## [GOAL 1]
Summarize the opan.error documentation in two sentences.
## [GOAL 2]
According to the opan.error documentation, what does the HessError typecode FREQ_BLOCK indicate?
## [GOAL 3]
Resume the opan.error documentation from its last line.

HessError – Raised during parsing of or calculations using Hessian data

InertiaError – Raised by opan.utils.inertia submodule functions

OutputError – Raised during parsing of or calculations using output data

RepoError – Raised by HDF5 repository interactions

SymmError – Raised by opan.utils.symm submodule functions

VectorError – Raised by opan.utils.vector submodule functions

XYZError – Raised during parsing of or calculations using XYZ data

API

exception opan.error.AnharmError(tc, msg, src)

Bases: opan.error.OpanError

Error relating to OpanVPT2 actions.

See the OpanError documentation for more information on attributes, methods, etc.

Typecodes

REPO = 'REPO'

OpanAnharmRepo conflict – no repo bound when assignment attempted, or attempt made to bind new repo when one already bound

STATUS = 'STATUS'

OpanVPT2 internal variables in inappropriate state for the requested operation

exception opan.error.GradError(tc, msg, src)

Bases: opan.error.OpanError

Error relating to parsing of or calculation from gradient data.

Not all typecodes may be relevant for all software packages.

See the OpanError documentation for more information on attributes, methods, etc.

Typecodes

BADATOM = 'BADATOM'

Missing or invalid atom symbols; SHOULD only be used by SuperOpanGrad

BADGEOM = 'BADGEOM'

Missing or invalid geometry data; SHOULD only be used by SuperOpanGrad

BADGRAD = 'BADGRAD'

Missing or invalid gradient data; SHOULD only be used by SuperOpanGrad

ENERGY = 'ENERGY'

Energy value not found

GEOMBLOCK = 'GEOMBLOCK'

Malformed or missing geometry block

GRADBLOCK = 'GRADBLOCK'

Malformed or missing gradient block

NUMATS = 'NUMATS'

Invalid number-of-atoms specification, or specification not found

OVERWRITE = 'OVERWRITE'

Object already initialized (overwrite not supported)

exception opan.error.HessError(tc, msg, src)

Bases: opan.error.OpanError

Error relating to parsing of or calculation from Hessian data.

Not all typecodes may be relevant for all software packages.

See the OpanError documentation for more information on attributes, methods, etc.

Typecodes

AT_BLOCK = 'AT_BLOCK'

Malformed or missing atom/geometry specification block

BADATOM = 'BADATOM'

Missing or invalid atom symbols; SHOULD only be used by SuperOpanHess

BADGEOM = 'BADGEOM'

Missing or invalid geometry data; SHOULD only be used by SuperOpanHess

BADHESS = 'BADHESS'

Missing or invalid Hessian data; SHOULD only be used by SuperOpanHess

DIPDER_BLOCK = 'DIPDER_BLOCK'

Malformed dipole derivatives block

EIGVAL_BLOCK = 'EIGVAL_BLOCK'

Malformed mass-weighted-Hessian eigenvalues block

EIGVEC_BLOCK = 'EIGVEC_BLOCK'

Malformed mass-weighted-Hessian eigenvectors block

ENERGY = 'ENERGY'

Malformed or missing energy value

FREQ_BLOCK = 'FREQ_BLOCK'

Malformed or missing frequencies block

HESS_BLOCK = 'HESS_BLOCK'

Malformed or missing Hessian block

IR_BLOCK = 'IR_BLOCK'

Malformed IR spectrum block

JOB_BLOCK = 'JOB_BLOCK'

Malformed job list block

MODES_BLOCK = 'MODES_BLOCK'

Malformed or missing normal modes block

OVERWRITE = 'OVERWRITE'

Object already initialized (overwrite not supported)

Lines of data
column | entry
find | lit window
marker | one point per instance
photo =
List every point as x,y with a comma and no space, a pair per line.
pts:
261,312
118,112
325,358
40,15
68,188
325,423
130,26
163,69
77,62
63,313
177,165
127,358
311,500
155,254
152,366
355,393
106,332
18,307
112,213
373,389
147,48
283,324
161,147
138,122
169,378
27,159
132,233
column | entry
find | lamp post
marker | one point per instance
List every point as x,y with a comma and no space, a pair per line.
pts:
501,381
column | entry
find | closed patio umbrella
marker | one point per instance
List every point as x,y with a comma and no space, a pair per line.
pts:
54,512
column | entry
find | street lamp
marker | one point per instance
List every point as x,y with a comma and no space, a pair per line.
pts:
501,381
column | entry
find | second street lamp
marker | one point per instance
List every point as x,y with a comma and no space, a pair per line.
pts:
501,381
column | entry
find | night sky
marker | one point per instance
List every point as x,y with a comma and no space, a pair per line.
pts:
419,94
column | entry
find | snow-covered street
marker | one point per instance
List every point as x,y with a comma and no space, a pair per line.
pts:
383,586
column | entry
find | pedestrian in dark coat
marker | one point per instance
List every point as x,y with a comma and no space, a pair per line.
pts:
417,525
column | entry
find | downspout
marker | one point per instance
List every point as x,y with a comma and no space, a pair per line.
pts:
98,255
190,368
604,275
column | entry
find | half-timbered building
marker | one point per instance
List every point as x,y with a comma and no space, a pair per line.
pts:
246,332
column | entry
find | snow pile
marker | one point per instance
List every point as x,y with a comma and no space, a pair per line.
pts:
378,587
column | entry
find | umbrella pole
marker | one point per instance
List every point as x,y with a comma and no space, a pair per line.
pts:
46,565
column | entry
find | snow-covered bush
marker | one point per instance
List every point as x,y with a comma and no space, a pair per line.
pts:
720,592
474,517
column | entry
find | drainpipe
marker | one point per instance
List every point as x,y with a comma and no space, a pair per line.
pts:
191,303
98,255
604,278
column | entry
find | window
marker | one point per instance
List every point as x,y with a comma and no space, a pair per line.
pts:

## [TASK OUTPUT 1]
The opan.error documentation describes exception classes such as AnharmError, GradError and HessError, each based on opan.error.OpanError and tied to OpanVPT2 actions or to gradient or Hessian data. Each class defines typecodes for specific faults, such as malformed or missing blocks, missing or invalid atom or geometry data, or an attempt to overwrite an already initialized object.

## [TASK OUTPUT 2]
A malformed or missing frequencies block.

## [TASK OUTPUT 3]
POLDER_BLOCK = 'POLDER_BLOCK'

Malformed polarizability derivatives block

RAMAN_BLOCK = 'RAMAN_BLOCK'

Malformed Raman spectrum block

TEMP = 'TEMP'

Malformed or missing temperature value

exception opan.error.InertiaError(tc, msg, src)

Bases: opan.error.OpanError

Error relating to opan.utils.inertia submodule functions.

See the OpanError documentation for more information on attributes, methods, etc.

Typecodes

BAD_GEOM = 'BAD_GEOM'

A geometry being parsed was unsuitable for a particular type of calculation/manipulation

NEG_MOMENT = 'NEG_MOMENT'

A negative principal inertial moment was computed

TOP_TYPE = 'TOP_TYPE'

No valid molecular top type was identified

exception opan.error.OpanError(tc, msg, src)

Bases: Exception

Base class for custom errors defined for Open Anharmonic

OpanError is an abstract superclass of any custom errors defined under the Open Anharmonic umbrella. It defines all common methods shared among the various subtype error classes, such that the only contents that must be declared by a subclass are str class variables with contents identical to their names. These are recognized by the __iter__() defined in opan.const.EnumIterMeta as being the set of valid typecodes.

Parameters:
  • tcstr – String representation of typecode to be associated with the OpanError subclass instance. Must be a validly constructed typecode defined for the relevant subclass.
  • msgstr – Explanation of the nature of the error being reported
  • srcstr – Further detail of the code/file source of the error behavior, if relevant
Raises:
  • NotImplementedError – Upon attempt to instantiate abstract OpanError base class
  • KeyError – Upon instantiation with an invalid typecode
msg

str – Explanation of the nature of the error being reported

src

str – Further detail of the code source of the error behavior

subclass_name

str – String representation of the OpanError subclass name

tc

str – String typecode associated with the instance

__str__()

String representation of an OpanError subclass instance.

Implemented primarily so that the error stack handling of the Python interpreter will provide useful information to the user.

Return value is constructed as:

(typecode string) Error message: Error source

Returns:retstrstr – String representation of the instance.
exception opan.error.OutputError(tc, msg, src)

Bases: opan.error.OpanError

Error relating to parsing of or calculation from output data.

See the OpanError documentation for more information on attributes, methods, etc.

Typecodes

(none yet)

exception opan.error.RepoError(tc, msg, src)

Bases: opan.error.OpanError

Error relating to HDF5 repository interactions.

See the OpanError documentation for more information on attributes, methods, etc.

Typecodes

DATA = 'DATA'

Problem with a dataset in linked HDF5 File

GROUP = 'GROUP'

Problem with a group in linked HDF5 File

STATUS = 'STATUS'

HDF5 repo in improper status for requested operation

exception opan.error.SymmError(tc, msg, src)

Bases: opan.error.OpanError

Error relating to opan.utils.symm submodule functions.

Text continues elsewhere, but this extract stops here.